-- The task --
Copy the stretch of the piece about the Seattle firefighter and Marine reservist from "Thankfully for his" through "father's military footsteps." word for word.
** Supplied text follows **
Seattle firefighter and Marine reservist Michael Washington has served in the Gulf War, Bosnia and Afghanistan. He left the fire station and his family yet again this month to help prepare for the possible conflict in Iraq.

Thankfully for his wife, Grace, and their two children, the call-up was for two weeks and didn't involve leaving the country. Grace and family expected him back by Christmas.

The couple's teenage son, Michael Jr., is enrolled in ROTC, but Grace hopes he strays from following in his father's military footsteps.

"I tell him it's better to go into the military after college. I'm hoping that he'll be in a major that takes six years and meet a pretty girl who will capture his eye and distract him from the military. Sometimes I feel like Lucille Ball."

Grace, an artist, turns serious when she talks about her husband's latest stint. Her family, she says, has seen enough of the country's armed conflicts.
** End of Supplied text **
** Data supplied follows **
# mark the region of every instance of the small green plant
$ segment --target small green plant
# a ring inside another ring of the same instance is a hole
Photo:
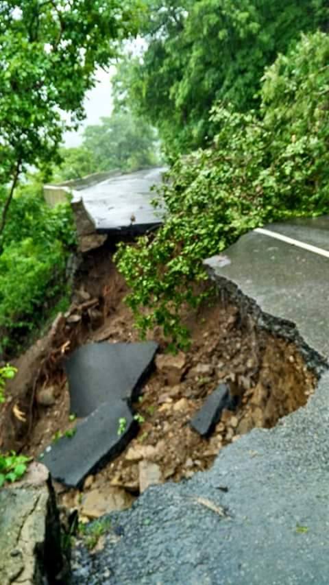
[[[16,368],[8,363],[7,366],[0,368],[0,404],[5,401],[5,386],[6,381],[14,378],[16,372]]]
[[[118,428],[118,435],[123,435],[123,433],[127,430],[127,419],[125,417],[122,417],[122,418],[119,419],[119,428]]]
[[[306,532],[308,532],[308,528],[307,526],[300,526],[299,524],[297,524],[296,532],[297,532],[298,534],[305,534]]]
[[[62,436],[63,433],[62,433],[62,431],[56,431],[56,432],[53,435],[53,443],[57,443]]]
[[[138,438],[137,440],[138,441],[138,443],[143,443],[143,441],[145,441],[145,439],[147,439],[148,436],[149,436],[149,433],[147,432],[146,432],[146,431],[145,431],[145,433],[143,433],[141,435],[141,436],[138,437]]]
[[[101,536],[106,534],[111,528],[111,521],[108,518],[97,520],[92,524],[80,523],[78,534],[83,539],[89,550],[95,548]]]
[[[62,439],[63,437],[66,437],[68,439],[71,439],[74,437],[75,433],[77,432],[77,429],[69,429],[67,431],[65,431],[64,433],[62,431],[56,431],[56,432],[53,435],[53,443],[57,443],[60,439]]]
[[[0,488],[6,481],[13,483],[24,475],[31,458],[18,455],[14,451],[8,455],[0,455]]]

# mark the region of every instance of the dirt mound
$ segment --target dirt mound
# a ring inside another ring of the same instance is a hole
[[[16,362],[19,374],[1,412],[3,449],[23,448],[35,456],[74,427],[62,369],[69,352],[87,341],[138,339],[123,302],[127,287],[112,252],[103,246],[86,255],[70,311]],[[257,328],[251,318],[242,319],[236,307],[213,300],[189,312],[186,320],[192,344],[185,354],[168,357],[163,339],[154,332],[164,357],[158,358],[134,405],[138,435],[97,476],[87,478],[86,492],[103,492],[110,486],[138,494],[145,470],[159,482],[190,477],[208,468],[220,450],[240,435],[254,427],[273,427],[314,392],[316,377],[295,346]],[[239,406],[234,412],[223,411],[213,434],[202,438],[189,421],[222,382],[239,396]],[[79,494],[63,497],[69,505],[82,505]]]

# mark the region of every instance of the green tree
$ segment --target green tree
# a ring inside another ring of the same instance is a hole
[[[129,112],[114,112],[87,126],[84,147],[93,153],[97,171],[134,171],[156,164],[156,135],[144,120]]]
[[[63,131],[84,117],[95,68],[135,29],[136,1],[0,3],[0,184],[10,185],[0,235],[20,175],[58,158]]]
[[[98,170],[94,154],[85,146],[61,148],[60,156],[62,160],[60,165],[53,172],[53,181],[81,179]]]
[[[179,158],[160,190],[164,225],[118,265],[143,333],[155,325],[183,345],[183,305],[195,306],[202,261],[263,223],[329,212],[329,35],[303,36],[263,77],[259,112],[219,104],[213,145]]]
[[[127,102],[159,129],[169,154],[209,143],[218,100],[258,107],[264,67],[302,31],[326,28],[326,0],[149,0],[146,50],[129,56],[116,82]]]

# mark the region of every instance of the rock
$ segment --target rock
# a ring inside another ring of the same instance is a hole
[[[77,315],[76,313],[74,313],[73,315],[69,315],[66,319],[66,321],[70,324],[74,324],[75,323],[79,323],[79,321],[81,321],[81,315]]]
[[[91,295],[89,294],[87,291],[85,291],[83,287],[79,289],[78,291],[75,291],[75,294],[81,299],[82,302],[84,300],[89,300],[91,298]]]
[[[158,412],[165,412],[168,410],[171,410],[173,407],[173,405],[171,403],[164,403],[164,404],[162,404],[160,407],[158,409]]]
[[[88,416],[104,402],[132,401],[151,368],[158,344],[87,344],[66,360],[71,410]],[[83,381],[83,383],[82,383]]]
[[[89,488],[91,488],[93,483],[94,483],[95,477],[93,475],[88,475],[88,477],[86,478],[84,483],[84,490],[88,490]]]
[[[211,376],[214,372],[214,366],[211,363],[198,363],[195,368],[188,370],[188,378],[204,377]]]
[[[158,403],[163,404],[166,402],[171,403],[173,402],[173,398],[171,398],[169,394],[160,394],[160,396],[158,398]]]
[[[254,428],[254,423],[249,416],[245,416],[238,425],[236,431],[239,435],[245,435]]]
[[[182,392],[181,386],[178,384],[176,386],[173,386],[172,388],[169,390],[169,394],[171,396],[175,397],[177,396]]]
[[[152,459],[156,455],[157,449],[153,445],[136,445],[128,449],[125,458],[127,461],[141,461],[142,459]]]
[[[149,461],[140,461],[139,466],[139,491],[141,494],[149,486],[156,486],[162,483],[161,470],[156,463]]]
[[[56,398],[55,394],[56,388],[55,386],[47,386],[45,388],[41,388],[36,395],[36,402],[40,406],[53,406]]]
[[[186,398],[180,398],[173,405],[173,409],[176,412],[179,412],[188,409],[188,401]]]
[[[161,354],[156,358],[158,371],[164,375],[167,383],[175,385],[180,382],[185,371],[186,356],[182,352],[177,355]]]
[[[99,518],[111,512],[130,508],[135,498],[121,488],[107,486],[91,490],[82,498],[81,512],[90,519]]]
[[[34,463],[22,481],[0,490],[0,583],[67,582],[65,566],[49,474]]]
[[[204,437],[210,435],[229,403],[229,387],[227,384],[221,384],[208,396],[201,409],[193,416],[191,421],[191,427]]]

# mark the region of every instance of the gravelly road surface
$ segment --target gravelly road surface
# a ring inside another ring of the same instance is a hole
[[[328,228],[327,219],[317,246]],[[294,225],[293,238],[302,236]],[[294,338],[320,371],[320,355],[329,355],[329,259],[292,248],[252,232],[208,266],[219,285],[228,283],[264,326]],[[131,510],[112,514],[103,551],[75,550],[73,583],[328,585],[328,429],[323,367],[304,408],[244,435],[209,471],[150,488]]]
** End of Data supplied **
-- Answer space --
Thankfully for his wife, Grace, and their two children, the call-up was for two weeks and didn't involve leaving the country. Grace and family expected him back by Christmas.

The couple's teenage son, Michael Jr., is enrolled in ROTC, but Grace hopes he strays from following in his father's military footsteps.